— Start Exercise input —

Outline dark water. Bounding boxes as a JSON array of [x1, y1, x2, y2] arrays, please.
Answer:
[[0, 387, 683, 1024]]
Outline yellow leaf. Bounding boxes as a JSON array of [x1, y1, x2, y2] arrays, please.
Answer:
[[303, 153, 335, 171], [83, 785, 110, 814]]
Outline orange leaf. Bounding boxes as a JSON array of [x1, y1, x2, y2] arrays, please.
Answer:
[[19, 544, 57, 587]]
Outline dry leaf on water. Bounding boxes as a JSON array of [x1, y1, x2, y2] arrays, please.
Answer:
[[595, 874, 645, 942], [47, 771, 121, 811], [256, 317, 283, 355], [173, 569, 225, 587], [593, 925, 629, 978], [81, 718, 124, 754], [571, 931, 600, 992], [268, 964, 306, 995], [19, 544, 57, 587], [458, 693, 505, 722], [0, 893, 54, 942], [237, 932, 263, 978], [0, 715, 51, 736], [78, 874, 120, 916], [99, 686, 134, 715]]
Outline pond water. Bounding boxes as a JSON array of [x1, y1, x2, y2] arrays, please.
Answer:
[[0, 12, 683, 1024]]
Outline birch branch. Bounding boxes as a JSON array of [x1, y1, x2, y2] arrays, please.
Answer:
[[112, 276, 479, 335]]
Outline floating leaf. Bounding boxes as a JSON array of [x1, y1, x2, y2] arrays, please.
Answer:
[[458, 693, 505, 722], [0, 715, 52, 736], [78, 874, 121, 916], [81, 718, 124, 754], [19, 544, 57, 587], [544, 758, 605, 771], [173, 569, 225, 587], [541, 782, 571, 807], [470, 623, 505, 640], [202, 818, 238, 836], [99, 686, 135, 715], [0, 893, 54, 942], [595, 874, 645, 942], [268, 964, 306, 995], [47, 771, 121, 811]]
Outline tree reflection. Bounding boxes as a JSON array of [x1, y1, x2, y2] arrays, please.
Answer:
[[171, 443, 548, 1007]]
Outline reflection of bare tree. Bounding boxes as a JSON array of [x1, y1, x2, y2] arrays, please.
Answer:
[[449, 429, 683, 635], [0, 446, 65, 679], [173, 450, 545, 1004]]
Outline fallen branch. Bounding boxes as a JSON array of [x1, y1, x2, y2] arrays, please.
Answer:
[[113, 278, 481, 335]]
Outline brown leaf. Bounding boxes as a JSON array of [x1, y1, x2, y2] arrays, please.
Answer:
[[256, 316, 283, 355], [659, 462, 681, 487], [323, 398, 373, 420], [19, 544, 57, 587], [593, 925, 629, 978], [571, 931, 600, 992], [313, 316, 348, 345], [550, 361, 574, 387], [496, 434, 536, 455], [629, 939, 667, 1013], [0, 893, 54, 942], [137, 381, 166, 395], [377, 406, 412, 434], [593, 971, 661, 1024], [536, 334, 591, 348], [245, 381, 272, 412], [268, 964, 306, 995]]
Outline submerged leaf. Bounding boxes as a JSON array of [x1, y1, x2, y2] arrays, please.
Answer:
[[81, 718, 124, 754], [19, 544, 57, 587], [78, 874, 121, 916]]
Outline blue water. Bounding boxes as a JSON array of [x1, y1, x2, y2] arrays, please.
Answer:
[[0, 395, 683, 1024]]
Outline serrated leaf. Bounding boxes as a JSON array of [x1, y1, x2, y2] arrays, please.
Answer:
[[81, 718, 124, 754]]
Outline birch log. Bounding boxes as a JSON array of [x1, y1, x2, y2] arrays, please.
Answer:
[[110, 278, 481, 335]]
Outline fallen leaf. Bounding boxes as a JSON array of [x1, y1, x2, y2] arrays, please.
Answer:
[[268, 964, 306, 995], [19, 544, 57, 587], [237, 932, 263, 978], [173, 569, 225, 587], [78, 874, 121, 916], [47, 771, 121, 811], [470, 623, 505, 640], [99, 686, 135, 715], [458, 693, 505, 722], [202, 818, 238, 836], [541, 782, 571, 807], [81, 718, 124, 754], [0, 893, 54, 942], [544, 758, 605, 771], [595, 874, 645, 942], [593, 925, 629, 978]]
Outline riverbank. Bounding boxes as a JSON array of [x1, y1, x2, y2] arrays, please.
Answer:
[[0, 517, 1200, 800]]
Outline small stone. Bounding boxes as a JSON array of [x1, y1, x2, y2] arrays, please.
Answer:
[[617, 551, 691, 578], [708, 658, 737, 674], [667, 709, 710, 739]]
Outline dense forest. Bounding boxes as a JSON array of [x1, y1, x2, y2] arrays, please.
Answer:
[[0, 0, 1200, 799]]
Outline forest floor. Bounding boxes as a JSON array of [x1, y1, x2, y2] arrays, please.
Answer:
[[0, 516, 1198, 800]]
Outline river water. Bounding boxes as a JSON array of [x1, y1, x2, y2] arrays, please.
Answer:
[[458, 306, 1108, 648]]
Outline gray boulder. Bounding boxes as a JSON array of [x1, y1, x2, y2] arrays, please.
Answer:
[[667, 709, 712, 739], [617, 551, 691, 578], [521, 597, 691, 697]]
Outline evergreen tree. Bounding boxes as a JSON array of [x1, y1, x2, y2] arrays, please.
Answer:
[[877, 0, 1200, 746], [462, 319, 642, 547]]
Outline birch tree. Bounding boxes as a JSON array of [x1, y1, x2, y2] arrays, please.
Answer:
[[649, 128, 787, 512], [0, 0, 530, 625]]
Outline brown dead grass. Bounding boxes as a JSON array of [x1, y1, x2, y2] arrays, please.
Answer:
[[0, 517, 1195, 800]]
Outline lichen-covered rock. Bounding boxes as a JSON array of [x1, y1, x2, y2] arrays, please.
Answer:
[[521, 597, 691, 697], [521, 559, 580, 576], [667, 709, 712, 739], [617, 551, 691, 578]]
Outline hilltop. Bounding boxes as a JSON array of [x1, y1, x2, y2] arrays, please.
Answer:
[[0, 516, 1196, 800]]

— End Exercise input —

— Request —
Can you set down every line of the material above, character for character, with nothing changed or left out?

— Response to the task —
Outline dark water. Bounding boxes as a JSON array of [x1, y1, x2, y2] arrays, please.
Answer:
[[0, 387, 683, 1024]]
Outline yellow leaf. Bounding boxes as a JSON array of [x1, y1, x2, y2] arrays, please.
Answer:
[[303, 153, 335, 171], [83, 785, 110, 814]]
Outline orange leaf. Bounding boxes as a JSON array of [x1, y1, x2, y2] arrays, please.
Answer:
[[19, 544, 57, 587]]
Outline dry leaf on water. Bounding boxes as a JSON array of [x1, y1, x2, y2] arrays, please.
Answer:
[[595, 874, 645, 942], [47, 771, 121, 811], [256, 317, 283, 355], [173, 569, 225, 587], [593, 925, 629, 978], [81, 718, 124, 754], [571, 931, 600, 992], [268, 964, 306, 995], [19, 544, 57, 587], [458, 693, 505, 722], [0, 893, 54, 942], [237, 932, 263, 978], [0, 715, 51, 736], [78, 874, 120, 916], [99, 686, 134, 715]]
Outline pond water. Bounding boxes as a JSON array of [x1, y1, x2, y2] arrays, please.
Answer:
[[0, 12, 683, 1024]]
Outline birch branch. Bounding boxes as a JSON array of [x1, y1, x2, y2] arrays, please.
Answer:
[[112, 276, 479, 335]]
Outline floating leaf. Bounding boxes as a JSON array of [x1, y1, x2, y2] arrays, please.
Answer:
[[458, 693, 505, 722], [0, 715, 52, 736], [78, 874, 121, 916], [81, 718, 124, 754], [19, 544, 57, 587], [544, 758, 605, 771], [173, 569, 225, 587], [541, 782, 571, 807], [470, 623, 505, 640], [202, 818, 238, 836], [99, 686, 135, 715], [0, 893, 54, 942], [595, 874, 645, 942], [268, 964, 306, 995], [47, 771, 121, 811]]
Outline tree reflection. Bounding boxes as a JSON array of [x1, y1, x2, y2] arrays, please.
Answer:
[[171, 443, 548, 1007]]
Outline reflection of bare tree. Bounding boxes as a JSON array of [x1, y1, x2, y2] arrays, please.
Answer:
[[449, 429, 683, 635], [0, 446, 65, 679], [173, 450, 545, 1004]]
Outline fallen branch. Bounding boxes as a JSON array of [x1, y1, x2, y2] arrays, please.
Answer:
[[113, 278, 481, 335]]
Outline brown leaf. Bounding boxes as a JSON array of [x1, y1, x2, y2] arrays, please.
Answer:
[[256, 316, 283, 355], [659, 462, 681, 487], [323, 398, 373, 420], [19, 544, 57, 587], [593, 925, 629, 978], [571, 931, 600, 992], [313, 316, 348, 345], [550, 361, 574, 387], [496, 434, 536, 455], [629, 939, 667, 1013], [0, 893, 54, 942], [137, 381, 166, 395], [377, 406, 412, 434], [593, 971, 661, 1024], [536, 334, 591, 348], [245, 381, 272, 412], [268, 964, 306, 995]]
Outline submerged leaf. Bounding boxes as a JSON array of [x1, y1, x2, y2] arrays, please.
Answer:
[[81, 718, 124, 754], [19, 544, 57, 587], [78, 874, 121, 916]]
Outline blue water. Bounding boxes as a JSON array of [x1, y1, x2, y2] arrays, please.
Answer:
[[0, 395, 683, 1024]]
Outline serrated leaf. Bounding boxes as a JSON array of [x1, y1, x2, y2] arrays, please.
Answer:
[[81, 718, 124, 754]]
Outline birch log. Bounding boxes as a JSON array of [x1, y1, x2, y2] arrays, please.
Answer:
[[110, 278, 481, 335]]
Outline fallen leaf. Bounding boxes as a JSON array of [x1, y1, x2, y2] arrays, please.
Answer:
[[268, 964, 306, 995], [19, 544, 57, 587], [237, 932, 263, 978], [173, 569, 225, 587], [78, 874, 121, 916], [47, 771, 121, 811], [470, 623, 505, 640], [99, 686, 135, 715], [458, 693, 505, 722], [202, 818, 238, 836], [541, 782, 571, 807], [81, 718, 124, 754], [0, 893, 54, 942], [544, 758, 605, 771], [595, 874, 645, 942], [593, 925, 629, 978]]
Outline riverbank. Bounding boxes as a JSON array of [x1, y1, x2, y2] arrays, please.
Answer:
[[0, 517, 1200, 800]]
Outline small stone. Bounding boxes as a JSON array of [x1, y1, x2, y2] arrays, please.
Answer:
[[617, 551, 691, 578], [708, 658, 737, 674], [667, 709, 710, 739]]
Outline dense forest. Bounding boxes as a JSON array of [x1, y1, x2, y2] arrays, please.
Answer:
[[0, 0, 1200, 799]]
Outline forest floor. Bounding boxes as a JSON array of [x1, y1, x2, y2] arrays, please.
Answer:
[[0, 516, 1198, 800]]
Outline river water. Bounding boxes as a JSON array of [x1, y1, x2, y2] arrays, please.
Answer:
[[458, 306, 1108, 648]]
Outline gray boulder. Bounding boxes as a JSON array of [x1, y1, x2, y2] arrays, please.
Answer:
[[667, 709, 712, 739], [617, 551, 691, 578], [521, 597, 691, 697]]
Outline evergreen tree. Bounding boxes as a JSON array of [x1, y1, x2, y2] arrays, please.
Answer:
[[877, 0, 1200, 746], [462, 319, 642, 547]]
Outline birch tree. Bounding boxes as a JSON array of [x1, y1, x2, y2] arrays, please.
Answer:
[[649, 128, 787, 512], [0, 0, 530, 625]]
Outline brown dead grass. Bounding boxes as a JSON array of [x1, y1, x2, y2] arrays, please.
Answer:
[[0, 517, 1195, 800]]
Outline lichen-covered rock. Bounding boxes as a JSON array of [x1, y1, x2, y2] arrays, please.
Answer:
[[521, 597, 691, 697], [521, 559, 580, 576], [667, 709, 712, 739], [617, 551, 691, 578]]
Outline hilltop. Bounding boxes as a JSON array of [x1, y1, x2, y2] arrays, please.
Answer:
[[0, 516, 1196, 800]]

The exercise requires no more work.